**Exercise 1**
According to the construction output report, by how much did new orders decline in Q2?
**Exercise 2**
Rewrite the construction output report between "According to the" and "belts even further.", inclusive, swapping "receded" for "fell".
**Exercise 3**
Pick up the construction output article after its last sentence and keep writing.

According to the latest ONS report for June, construction output saw a rise of 0.3%, slightly offsetting the 0.5% drop in the preceding month
The monthly increase is due to the 1.2% growth in repair and maintenance. The primary drivers were private housing repair and maintenance, which rose by 3.7%, and non-housing repair and maintenance, which grew by 0.8%.
However, new work receded by 0.4%, and new orders declined by 8.3% in Q2, weakening the pipeline by £976m. The decrease in orders came mainly from new infrastructure work and private commercial new work.
This is likely due to the upcoming Autumn budget, as construction firms begin to prepare to tighten their belts even further.
The full ONS stats for June 2025 can be found here.
Output is still at pre pandemic levels
Neil Leitch, managing director of development finance at Hampshire Trust Bank, said: “A rise in new private housing is good to see, but output is still below where it was before the pandemic, so there is a long way to go. Approvals on paper do not build homes.

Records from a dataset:
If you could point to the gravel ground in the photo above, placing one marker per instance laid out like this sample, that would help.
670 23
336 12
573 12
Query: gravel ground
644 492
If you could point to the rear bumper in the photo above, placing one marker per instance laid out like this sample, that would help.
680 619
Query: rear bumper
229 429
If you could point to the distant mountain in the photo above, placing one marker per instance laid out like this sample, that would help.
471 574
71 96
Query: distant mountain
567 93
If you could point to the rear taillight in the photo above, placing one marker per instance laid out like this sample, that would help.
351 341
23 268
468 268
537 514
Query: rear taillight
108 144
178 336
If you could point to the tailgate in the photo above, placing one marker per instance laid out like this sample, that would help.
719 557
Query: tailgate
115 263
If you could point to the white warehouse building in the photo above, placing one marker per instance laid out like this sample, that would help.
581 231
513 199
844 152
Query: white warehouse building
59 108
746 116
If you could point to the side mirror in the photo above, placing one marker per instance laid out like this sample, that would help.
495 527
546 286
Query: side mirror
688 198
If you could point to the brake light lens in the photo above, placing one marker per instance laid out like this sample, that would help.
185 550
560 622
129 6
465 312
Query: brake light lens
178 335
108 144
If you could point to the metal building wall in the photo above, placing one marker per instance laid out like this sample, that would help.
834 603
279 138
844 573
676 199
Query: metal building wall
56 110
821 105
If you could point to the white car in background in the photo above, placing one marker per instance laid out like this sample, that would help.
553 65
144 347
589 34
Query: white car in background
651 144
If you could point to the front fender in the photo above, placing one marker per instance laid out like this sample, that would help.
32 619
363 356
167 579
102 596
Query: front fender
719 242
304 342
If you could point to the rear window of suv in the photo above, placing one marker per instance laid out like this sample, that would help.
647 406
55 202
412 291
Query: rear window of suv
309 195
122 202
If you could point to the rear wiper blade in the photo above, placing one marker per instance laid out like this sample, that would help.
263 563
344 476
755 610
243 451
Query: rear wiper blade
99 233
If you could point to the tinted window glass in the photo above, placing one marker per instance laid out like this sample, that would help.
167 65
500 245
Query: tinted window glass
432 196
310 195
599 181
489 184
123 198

**Task response 1**
New orders declined by 8.3%.

**Task response 2**
According to the latest ONS report for June, construction output saw a rise of 0.3%, slightly offsetting the 0.5% drop in the preceding month
The monthly increase is due to the 1.2% growth in repair and maintenance. The primary drivers were private housing repair and maintenance, which rose by 3.7%, and non-housing repair and maintenance, which grew by 0.8%.
However, new work fell by 0.4%, and new orders declined by 8.3% in Q2, weakening the pipeline by £976m. The decrease in orders came mainly from new infrastructure work and private commercial new work.
This is likely due to the upcoming Autumn budget, as construction firms begin to prepare to tighten their belts even further.

**Task response 3**
“Unless the firms who do the work are financially stable and have the people they need, those permissions will just sit there. That’s the real risk – approvals without delivery.
“A lot of SME construction firms, and the subcontractors and suppliers they rely on, are under pressure. Begbies Traynor’s figures show more are in financial distress, and ONS data has construction as the slowest growing sector of the economy in the first quarter.
“When delivery depends on businesses operating on fine margins, the sector is always one shock away from stalling.
“We will not hit housing targets unless the whole delivery chain is strong enough to meet them. That means giving planning teams the resource to make timely decisions, backing SME construction businesses so they can commit to projects, and replacing the skills we are losing as the workforce ages.
“Without that capability on the ground, the ambition to build more homes will stay just that, an ambition.”
Growing uncertainty
April’s ONS stats showed a mild but steady growth, with six of the nine sectors increasing, and general output rising by 0.5%.
New work was the key contributor to said growth, as it grew by 1.4%, while repair and maintenance grew by 0.3%.
At the time, with words that still ring true, Neil Leitch said: “Another month of growth in private housing is an encouraging sign of resilience in the market.
“Developers are finding ways to move forward despite challenging conditions, but we cannot ignore the biggest hurdle they face: the planning system. Painfully long waits for approvals are still holding back the delivery of much-needed homes.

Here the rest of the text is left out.